◆ Document text:
Russian 13, Spring 2008

Slavic Folklore: Vampires, Witches, and Firebirds 

MWF 10:00 a.m. – 11:05 a.m.

In this course, we will discuss a variety of genres from Russian folklore. As we move from the familiar genre of the riddle to the often mystifying beliefs and rituals of the ancient Slavs and then to the fairy tale, comfortingly familiar from childhood, we will learn to not only recognize the richness and density of texts that may initially seem uncomplicated but also to discern the patterns and meanings behind the apparently exotic narratives and behaviors. Through this process, we will gain knowledge of the theoretical highlights of folkloristics, an academic discipline that strives to understand the remarkable similarity of stories told by people around the world yet, at the same time, to account for the no less fascinating ethnic, cultural, and historical particulars of the tales, songs, jokes, and customs of different people. By thoroughly studying one of the world’s richest oral traditions, Slavic folk life and folk lore, we will acquire the tools and techniques necessary for collecting, documenting, and interpreting folklore — which is perhaps the most truly international of all arts.

Required Books

Note these will be at Wheelock Books and on reserve at Baker-Berry:

  • Alexander Afanas’ev, Russian Fairy Tales
  • Vladimir Propp, Morphology of the Folktale
  • Russian 13 Course Reader (at Wheelock Books only)

◆ Required task A: Rewrite the paragraph of the course description that begins "In this course" as a short bulleted list that keeps its main facts.
◆ Required task B: Rename "Wheelock Books" as "the campus bookstore" and write out everything in the course description from "Required Books" down to "Wheelock Books only)" with that change made.
◆ Required task C: Write what could come next in the course description, starting after its last line.
The listing that comes next has no connection to the course description.

◆ Entries supplied:
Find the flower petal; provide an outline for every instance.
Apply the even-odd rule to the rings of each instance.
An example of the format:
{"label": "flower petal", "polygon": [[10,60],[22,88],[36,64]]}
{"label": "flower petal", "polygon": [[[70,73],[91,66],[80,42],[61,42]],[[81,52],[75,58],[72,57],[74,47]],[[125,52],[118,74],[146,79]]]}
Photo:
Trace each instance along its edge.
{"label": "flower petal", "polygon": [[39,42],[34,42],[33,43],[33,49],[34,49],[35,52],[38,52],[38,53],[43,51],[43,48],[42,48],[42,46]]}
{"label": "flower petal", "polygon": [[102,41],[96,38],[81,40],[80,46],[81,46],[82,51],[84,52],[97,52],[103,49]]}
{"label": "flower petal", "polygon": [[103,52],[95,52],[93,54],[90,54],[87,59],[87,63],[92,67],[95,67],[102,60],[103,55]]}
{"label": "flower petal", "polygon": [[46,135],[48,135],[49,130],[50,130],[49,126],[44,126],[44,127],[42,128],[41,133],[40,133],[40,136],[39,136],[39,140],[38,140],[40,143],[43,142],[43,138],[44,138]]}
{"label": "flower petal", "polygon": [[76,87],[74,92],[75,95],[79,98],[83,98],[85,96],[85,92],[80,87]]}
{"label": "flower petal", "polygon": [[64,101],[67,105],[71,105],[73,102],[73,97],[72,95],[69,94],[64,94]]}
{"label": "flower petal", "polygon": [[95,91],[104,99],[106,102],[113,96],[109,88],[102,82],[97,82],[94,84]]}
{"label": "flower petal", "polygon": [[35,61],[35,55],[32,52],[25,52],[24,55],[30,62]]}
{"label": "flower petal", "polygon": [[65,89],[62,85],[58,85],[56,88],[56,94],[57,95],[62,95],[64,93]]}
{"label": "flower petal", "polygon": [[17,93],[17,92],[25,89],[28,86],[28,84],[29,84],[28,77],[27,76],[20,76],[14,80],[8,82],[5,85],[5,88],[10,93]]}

◆ Written response A:
- The course covers several genres of Russian folklore: riddles, the beliefs and rituals of the ancient Slavs, and fairy tales.
- Students will learn to see the richness and density of texts that seem simple, and to discern the patterns and meanings behind narratives and behaviors that seem exotic.
- The course introduces the theoretical highlights of folkloristics. This discipline seeks to explain why stories told around the world are so similar, while also accounting for the ethnic, cultural, and historical particulars of each people's tales, songs, jokes, and customs.
- By studying Slavic folk life and folklore, one of the world's richest oral traditions, students will gain the tools and techniques for collecting, documenting, and interpreting folklore.

◆ Written response B:
Required Books

Note these will be at the campus bookstore and on reserve at Baker-Berry:

  • Alexander Afanas’ev, Russian Fairy Tales
  • Vladimir Propp, Morphology of the Folktale
  • Russian 13 Course Reader (at the campus bookstore only)

◆ Written response C:
Course Grading and Requirements

Class participation
10%
Writing project # 1 (fairy tale essay, due November 5) 10%
Writing project # 2 (folklore collection, due December 3) 15%
Midterm exam 25%
Final exam 40%

During the semester you will be responsible for a variety of projects, both in-class and outside, which will count towards your class participation grade. Make sure to complete the assigned readings before the lecture class. Please also bring 5x8 index cards to each lecture class. Assignments for discussion sections are posted on Blackboard. They will include additional readings, video clips, discussion questions, and projects. These assignments need to be completed before your discussion section on Friday. It is crucial for the success of this course that you come to each discussion section fully prepared with your notes, questions, and responses so that we can share our insights and bewilderments efficiently and eloquently.

Requests for Accommodation

Students with learning, physical, or psychiatric disabilities who will be taking this course and may need disability-related classroom accommodations are encouraged to make an appointment to see the instructor before the end of the second week of class — i.e., Friday, April 4, 2008.

Some students may wish to take part in religious observances that occur during this academic term. If you have a religious observance that conflicts with your participation in the course, please meet with me before the end of the second week of the term (i.e., Friday, April 4, 2008) to discuss appropriate accommodations.

Schedule

Readings marked with an asterick (*) are recommended, but not required:

  • Wednesday, March 26
    Introduction and Overview: Folklore Matters!

  • Friday, March 28
    The Features of Folklore. Who are the Slavs?
    Read
    : Dundes, “Who are the Folk?” and "Alan Dundes' List of Folklore Genres" (Online Readings)

  • Monday, March 31
    The Riddle and the Proverb
    Read: Abrahams and Dundes, “Riddles”
    Anikin, “On the Origin of Riddles”

  • Wednesday, April 2
    Magic Acts and Magic Words: Divinations, Spells, and Curses
    Read: Frazer, “The Principles of Sympathetic Magic”
    Malinowski, “The Rite and the Spell”
    Murgoci, “The Evil Eye in Romania”
    Texts of Russian charms and curses (Online Readings)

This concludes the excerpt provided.